[Dataset items]
■ ■ ■
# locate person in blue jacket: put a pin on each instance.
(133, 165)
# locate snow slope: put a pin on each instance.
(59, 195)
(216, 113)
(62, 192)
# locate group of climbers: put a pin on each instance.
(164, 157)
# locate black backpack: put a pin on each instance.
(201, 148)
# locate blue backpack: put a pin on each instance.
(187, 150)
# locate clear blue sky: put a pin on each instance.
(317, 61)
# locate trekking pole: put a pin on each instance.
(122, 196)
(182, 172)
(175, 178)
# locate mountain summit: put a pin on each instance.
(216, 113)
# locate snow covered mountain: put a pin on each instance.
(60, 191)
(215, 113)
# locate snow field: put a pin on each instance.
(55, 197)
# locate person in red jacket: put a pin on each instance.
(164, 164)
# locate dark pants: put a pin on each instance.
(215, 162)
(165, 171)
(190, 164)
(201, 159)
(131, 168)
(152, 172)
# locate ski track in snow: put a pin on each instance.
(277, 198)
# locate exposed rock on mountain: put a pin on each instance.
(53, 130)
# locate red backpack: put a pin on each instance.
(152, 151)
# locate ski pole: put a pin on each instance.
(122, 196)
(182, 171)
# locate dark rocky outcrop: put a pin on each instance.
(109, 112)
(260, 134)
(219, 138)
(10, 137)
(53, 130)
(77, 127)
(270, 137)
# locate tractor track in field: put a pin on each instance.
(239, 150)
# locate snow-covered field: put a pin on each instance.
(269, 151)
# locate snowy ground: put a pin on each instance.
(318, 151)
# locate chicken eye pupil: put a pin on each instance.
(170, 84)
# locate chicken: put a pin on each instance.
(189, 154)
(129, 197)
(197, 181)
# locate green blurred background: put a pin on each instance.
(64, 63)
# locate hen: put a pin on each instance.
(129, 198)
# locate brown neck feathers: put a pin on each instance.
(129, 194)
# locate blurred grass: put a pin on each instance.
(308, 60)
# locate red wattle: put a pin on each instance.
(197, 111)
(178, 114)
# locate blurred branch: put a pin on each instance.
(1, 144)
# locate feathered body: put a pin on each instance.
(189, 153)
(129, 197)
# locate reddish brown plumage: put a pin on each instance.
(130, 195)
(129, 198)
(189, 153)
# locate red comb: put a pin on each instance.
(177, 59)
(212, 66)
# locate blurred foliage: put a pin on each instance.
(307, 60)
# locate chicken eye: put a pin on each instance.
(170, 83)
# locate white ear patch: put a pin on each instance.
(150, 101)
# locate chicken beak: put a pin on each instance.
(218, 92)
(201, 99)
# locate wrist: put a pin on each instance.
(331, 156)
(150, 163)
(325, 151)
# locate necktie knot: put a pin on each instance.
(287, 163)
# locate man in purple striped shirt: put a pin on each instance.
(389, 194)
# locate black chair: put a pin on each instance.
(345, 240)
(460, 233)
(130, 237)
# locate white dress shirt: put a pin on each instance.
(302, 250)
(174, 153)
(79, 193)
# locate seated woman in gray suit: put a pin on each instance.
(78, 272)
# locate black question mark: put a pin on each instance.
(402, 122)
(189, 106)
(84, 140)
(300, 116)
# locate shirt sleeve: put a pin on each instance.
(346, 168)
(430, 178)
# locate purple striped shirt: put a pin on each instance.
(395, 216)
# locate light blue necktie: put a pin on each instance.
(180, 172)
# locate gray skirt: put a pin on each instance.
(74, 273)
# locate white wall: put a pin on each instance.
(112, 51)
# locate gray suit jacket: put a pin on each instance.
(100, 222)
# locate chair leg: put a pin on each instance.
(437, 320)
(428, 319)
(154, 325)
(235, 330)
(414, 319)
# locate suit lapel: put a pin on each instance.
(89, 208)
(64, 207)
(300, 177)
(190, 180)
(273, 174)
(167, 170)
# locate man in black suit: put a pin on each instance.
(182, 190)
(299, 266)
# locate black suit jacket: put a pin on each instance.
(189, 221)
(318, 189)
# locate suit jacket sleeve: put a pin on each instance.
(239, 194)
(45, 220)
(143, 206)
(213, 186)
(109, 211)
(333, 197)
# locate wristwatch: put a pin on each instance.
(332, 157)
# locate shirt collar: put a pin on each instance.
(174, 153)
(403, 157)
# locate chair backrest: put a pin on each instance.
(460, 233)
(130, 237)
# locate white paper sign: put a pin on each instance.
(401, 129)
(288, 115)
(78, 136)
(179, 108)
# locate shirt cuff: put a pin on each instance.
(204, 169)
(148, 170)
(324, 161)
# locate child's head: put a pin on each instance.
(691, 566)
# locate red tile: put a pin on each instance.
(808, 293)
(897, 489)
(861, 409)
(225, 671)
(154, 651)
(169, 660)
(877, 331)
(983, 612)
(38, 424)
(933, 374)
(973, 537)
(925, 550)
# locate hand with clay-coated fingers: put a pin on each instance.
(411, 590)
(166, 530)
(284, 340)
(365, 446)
■ ■ ■
SHORT EXERCISE
Print again each line of the listing above, exactly as it appears.

FULL SOLUTION
# locate person in blue jacket: put a pin on each instance.
(133, 165)
# locate snow slope: put a pin on each instance.
(59, 195)
(216, 113)
(62, 192)
# locate group of climbers: put a pin on each instance.
(164, 157)
# locate black backpack: put a pin on each instance.
(201, 148)
# locate blue backpack: put a pin on each instance.
(187, 150)
# locate clear blue sky: put a pin on each instance.
(317, 61)
# locate trekking pole: put a pin on each instance.
(122, 196)
(182, 172)
(175, 178)
# locate mountain summit: put a pin on each instance.
(216, 113)
# locate snow covered mountain: put a pin on each instance.
(60, 191)
(215, 113)
# locate snow field: put a pin on each instance.
(55, 197)
# locate person in red jacket: put a pin on each instance.
(164, 164)
# locate dark pants: put a pin on each instance.
(215, 162)
(165, 171)
(190, 164)
(201, 159)
(131, 168)
(152, 172)
# locate ski track in snow: put a pin on each instance.
(277, 198)
# locate exposed rock on mountain: put a pin on each instance.
(53, 130)
# locate red backpack: put a pin on each instance.
(152, 151)
# locate ski pole: put a pin on each instance.
(122, 196)
(182, 171)
# locate dark rocky outcrop: put a pin on each instance.
(109, 112)
(260, 134)
(219, 138)
(10, 137)
(53, 130)
(77, 127)
(270, 137)
# locate tractor track in field: put a pin on each instance.
(239, 150)
# locate snow-covered field: put a pin on each instance.
(269, 151)
# locate snowy ground: put a pin on each instance.
(318, 151)
# locate chicken eye pupil: put a pin on each instance.
(170, 84)
# locate chicken: put a pin on each instance.
(189, 154)
(129, 197)
(197, 181)
# locate green blurred background: put a pin on each instance.
(64, 63)
# locate hen: put a pin on each instance.
(129, 198)
# locate brown neck feathers: put a pin on each instance.
(129, 194)
# locate blurred grass: put a pin on each instance.
(308, 60)
# locate red wattle: put a pin on each instance.
(197, 111)
(178, 114)
# locate blurred branch: put a pin on each instance.
(1, 144)
# locate feathered body: put a pin on each instance.
(189, 153)
(129, 197)
# locate reddish brown plumage: put a pin on each instance.
(130, 195)
(129, 198)
(189, 153)
# locate red comb: put a pin on each instance.
(177, 59)
(212, 66)
# locate blurred foliage: put a pin on each instance.
(307, 60)
# locate chicken eye: put a pin on each instance.
(170, 83)
# locate white ear patch: put a pin on each instance.
(150, 101)
# locate chicken beak: put a pin on each instance.
(218, 92)
(201, 99)
# locate wrist: put a pin on each instance.
(331, 156)
(150, 163)
(325, 151)
# locate necktie knot: put a pin on each instance.
(287, 163)
# locate man in purple striped shirt: put a pin on each instance.
(389, 194)
# locate black chair: put a pin on each instance.
(345, 240)
(460, 233)
(130, 237)
# locate white dress shirt: put a pin on each instance.
(302, 250)
(174, 153)
(79, 193)
# locate seated woman in gray suit: put a pin on each instance.
(78, 272)
# locate black question mark: put a pin on each instance.
(402, 122)
(189, 106)
(84, 140)
(300, 116)
# locate shirt sleeve: put a pin on each instance.
(346, 168)
(430, 178)
# locate purple striped shirt: put a pin on each instance.
(395, 216)
# locate light blue necktie: put a pin on each instance.
(180, 172)
# locate gray skirt: put a pin on each instance.
(74, 273)
# locate white wall: put a pin on each instance.
(112, 51)
# locate gray suit jacket: put a pin on each instance.
(100, 222)
# locate chair leg: put a pin on each instance.
(437, 320)
(428, 319)
(154, 325)
(235, 330)
(414, 319)
# locate suit lapel: put a pin on each instance.
(89, 208)
(64, 207)
(300, 177)
(190, 180)
(273, 174)
(167, 170)
# locate man in black suit: put a pin on each instance.
(182, 190)
(299, 266)
# locate black suit jacket: put a pin on each instance.
(189, 221)
(318, 189)
# locate suit jacket sleeve: put a pin on each instance.
(239, 194)
(45, 220)
(143, 206)
(213, 186)
(109, 211)
(333, 197)
# locate wristwatch: put a pin on each instance.
(332, 157)
# locate shirt collar: put a pin on each instance.
(174, 153)
(403, 157)
# locate chair backrest: put a pin on each instance.
(460, 233)
(130, 237)
# locate white paper sign: put a pin on each instance.
(401, 129)
(288, 115)
(78, 136)
(179, 108)
# locate shirt cuff: put a pin on each instance.
(204, 169)
(148, 170)
(324, 161)
# locate child's head: put a pin on each instance.
(691, 566)
# locate red tile: put a pin on each instance.
(808, 293)
(897, 489)
(861, 409)
(225, 671)
(154, 651)
(169, 660)
(877, 331)
(983, 612)
(38, 424)
(933, 374)
(973, 537)
(925, 550)
# locate hand with clay-coated fingers: put a pin on each instance.
(411, 590)
(166, 530)
(284, 340)
(365, 446)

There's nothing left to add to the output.